- What is expected -
For each line in the material below that holds "walking", copy that line.

======

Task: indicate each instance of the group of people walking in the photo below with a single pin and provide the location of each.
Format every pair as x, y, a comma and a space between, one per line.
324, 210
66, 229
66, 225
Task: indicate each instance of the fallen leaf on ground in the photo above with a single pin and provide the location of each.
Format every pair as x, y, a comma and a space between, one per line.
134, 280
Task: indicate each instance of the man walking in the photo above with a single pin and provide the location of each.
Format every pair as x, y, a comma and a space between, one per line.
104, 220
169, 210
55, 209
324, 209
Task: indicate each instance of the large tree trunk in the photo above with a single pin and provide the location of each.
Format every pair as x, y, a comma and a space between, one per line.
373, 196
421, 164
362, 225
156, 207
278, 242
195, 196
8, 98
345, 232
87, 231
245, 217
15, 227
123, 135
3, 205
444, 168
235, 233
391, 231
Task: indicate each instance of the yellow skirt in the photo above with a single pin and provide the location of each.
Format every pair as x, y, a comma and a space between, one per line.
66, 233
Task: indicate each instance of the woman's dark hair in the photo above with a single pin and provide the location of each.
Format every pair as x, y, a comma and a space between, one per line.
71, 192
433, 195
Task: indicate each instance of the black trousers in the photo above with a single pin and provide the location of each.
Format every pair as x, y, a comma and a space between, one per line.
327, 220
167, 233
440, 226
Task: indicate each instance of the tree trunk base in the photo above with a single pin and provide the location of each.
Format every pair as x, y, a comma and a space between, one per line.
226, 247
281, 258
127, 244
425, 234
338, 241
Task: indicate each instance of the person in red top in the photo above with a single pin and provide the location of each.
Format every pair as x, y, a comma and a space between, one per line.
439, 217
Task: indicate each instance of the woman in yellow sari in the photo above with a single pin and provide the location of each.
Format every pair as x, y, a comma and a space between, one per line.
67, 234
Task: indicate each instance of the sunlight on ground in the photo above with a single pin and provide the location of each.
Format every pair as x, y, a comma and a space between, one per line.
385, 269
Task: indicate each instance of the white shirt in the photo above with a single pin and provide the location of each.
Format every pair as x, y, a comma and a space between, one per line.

======

- Completed exercise -
Task: indicate each instance of the group of people walking in the photo below with a single pin and provide the location of each.
Task: indicate each instance of the man walking in the photo above with a single pin and provide the location of each.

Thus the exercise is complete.